Please retype only the lines below that run from the one containing "Could you please indicate the wood grain" through the last line, both included, without altering a word.

%%

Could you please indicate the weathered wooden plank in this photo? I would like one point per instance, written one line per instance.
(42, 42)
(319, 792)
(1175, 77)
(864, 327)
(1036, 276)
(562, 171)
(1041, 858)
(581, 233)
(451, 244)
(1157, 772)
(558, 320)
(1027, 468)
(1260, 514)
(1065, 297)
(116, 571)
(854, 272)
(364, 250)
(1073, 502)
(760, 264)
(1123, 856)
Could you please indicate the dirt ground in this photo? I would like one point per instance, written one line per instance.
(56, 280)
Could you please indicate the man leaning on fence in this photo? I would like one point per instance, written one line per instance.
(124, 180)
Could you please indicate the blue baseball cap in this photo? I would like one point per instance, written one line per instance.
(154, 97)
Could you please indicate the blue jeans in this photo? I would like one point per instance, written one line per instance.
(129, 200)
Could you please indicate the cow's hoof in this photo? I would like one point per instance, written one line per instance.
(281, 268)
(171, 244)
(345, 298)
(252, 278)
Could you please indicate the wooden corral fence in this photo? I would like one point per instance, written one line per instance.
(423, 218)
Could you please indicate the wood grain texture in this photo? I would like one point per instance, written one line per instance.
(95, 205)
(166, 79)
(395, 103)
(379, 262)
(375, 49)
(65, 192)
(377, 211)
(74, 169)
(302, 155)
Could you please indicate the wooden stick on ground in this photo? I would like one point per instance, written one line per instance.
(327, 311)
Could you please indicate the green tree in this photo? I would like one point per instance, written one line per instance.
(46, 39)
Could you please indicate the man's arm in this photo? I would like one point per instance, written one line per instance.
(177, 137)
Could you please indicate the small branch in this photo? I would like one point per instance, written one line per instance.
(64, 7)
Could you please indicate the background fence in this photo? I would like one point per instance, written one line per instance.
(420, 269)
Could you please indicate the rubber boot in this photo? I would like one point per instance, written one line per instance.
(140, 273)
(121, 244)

%%

ANSWER TO THE EXERCISE.
Could you please indicate the wood grain texture in this photo? I would like one point per instance, written one line per instance.
(95, 205)
(166, 79)
(395, 103)
(379, 262)
(375, 49)
(65, 192)
(377, 211)
(74, 169)
(302, 155)
Could you please indicate the wooden stick on ground in this photo? I would like one point per instance, written one line per instance.
(327, 311)
Could you please indicate the green tree in this photo? I would like one point per instance, written one line per instance.
(46, 39)
Could you please indicate the man's arm in this photo? I would like one point per instance, written one line per instance.
(177, 137)
Could you please indicate the small branch in this photo? I would like one point per instance, written one line per instance.
(64, 7)
Could you please indicate the background fence in this photo? I would like one point per instance, written one line per instance.
(420, 269)
Could you please indicate the rubber boot in this photo? I would like one point per instance, written one line per instance.
(140, 273)
(121, 244)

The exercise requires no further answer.